──────── Reading passage

# A Ride on the RGS East



## Big65Dude (Jan 2, 2008)

Last Saturday dawned as a more-or-less typical, dreary, gray November day. Nevertheless, a bunch of the "faithful" showed up at Roger Cutter's fabulous *RGS East* outdoor layout in north central Maryland for the annual _Fall Run_. (Besides, Rog promised us some pretty good chili for lunch.) By mid-day, we were able to start a somewhat abbreviated operating session and I ran a passenger train ("The Rico Cannonball") across the line. 

Here are some shots of that trip:









The Rico Cannonball









The "hogger" on this trip was Casey Smith at the throttle of a T-19 bearing a strong resemblance to a *Berlyn RGS No. 20 *ten-wheeler.









We started out at the Fort Mallison depot with a tender full of water, six bags of mail, and 29 passengers.









The consist included our newest car, fresh from Jackson & Sharp - a combine based on a *Rio Grande Models UK *kit, modified to match the other coaches.









After leaving Fort Mallison, we cautiously approach the (as yet un-named) diamond crossing on the new upper loop.









Here we are, entering the big yard at Rico...









... where we passed the railroad president's inspection engine that was taking some "big wigs" on a tour of the line.









We crossed the big timber bridge north of Rico, ...









... rounded the curve on Mount Jordan, (that's "Red", the stoker, hanging his head out the cab window) ... 









... and stopped for more water at Tower No. 3.

────────────────

■ Exercise task 1 ■
Return every line in the records below that contains the string "following".

──────── Task input

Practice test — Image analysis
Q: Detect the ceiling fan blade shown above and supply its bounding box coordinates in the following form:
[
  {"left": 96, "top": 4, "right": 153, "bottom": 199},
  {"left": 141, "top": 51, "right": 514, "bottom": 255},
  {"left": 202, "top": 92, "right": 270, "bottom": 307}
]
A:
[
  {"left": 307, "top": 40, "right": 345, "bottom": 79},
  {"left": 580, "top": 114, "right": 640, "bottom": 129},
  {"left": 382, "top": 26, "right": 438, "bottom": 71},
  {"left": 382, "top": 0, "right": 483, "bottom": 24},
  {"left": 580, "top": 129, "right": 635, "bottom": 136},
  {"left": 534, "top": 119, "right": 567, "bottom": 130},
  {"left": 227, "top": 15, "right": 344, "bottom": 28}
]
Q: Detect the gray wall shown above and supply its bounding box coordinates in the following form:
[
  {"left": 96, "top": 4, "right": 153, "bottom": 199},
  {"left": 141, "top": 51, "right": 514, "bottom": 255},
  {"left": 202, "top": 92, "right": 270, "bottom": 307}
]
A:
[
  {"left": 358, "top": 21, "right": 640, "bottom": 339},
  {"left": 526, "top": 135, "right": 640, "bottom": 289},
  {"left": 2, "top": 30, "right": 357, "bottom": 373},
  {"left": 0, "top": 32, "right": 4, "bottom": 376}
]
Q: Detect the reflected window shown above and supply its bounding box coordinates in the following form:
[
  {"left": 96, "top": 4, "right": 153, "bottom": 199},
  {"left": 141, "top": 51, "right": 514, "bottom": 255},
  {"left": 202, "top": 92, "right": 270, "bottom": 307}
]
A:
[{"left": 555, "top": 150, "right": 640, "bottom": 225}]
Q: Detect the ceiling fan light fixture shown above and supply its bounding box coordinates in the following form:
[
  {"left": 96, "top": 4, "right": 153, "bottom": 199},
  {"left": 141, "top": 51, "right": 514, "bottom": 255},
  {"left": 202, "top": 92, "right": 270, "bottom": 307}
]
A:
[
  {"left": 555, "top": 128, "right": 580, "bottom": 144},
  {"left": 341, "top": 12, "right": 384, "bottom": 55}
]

────────────────

■ Exercise task 2 ■
In the forum post above, what did the train carry when it left the Fort Mallison depot?

■ Problem solution 1 ■
Q: Detect the ceiling fan blade shown above and supply its bounding box coordinates in the following form:
Q: Detect the gray wall shown above and supply its bounding box coordinates in the following form:
Q: Detect the reflected window shown above and supply its bounding box coordinates in the following form:
Q: Detect the ceiling fan light fixture shown above and supply its bounding box coordinates in the following form:

■ Problem solution 2 ■
A tender full of water, six bags of mail, and 29 passengers.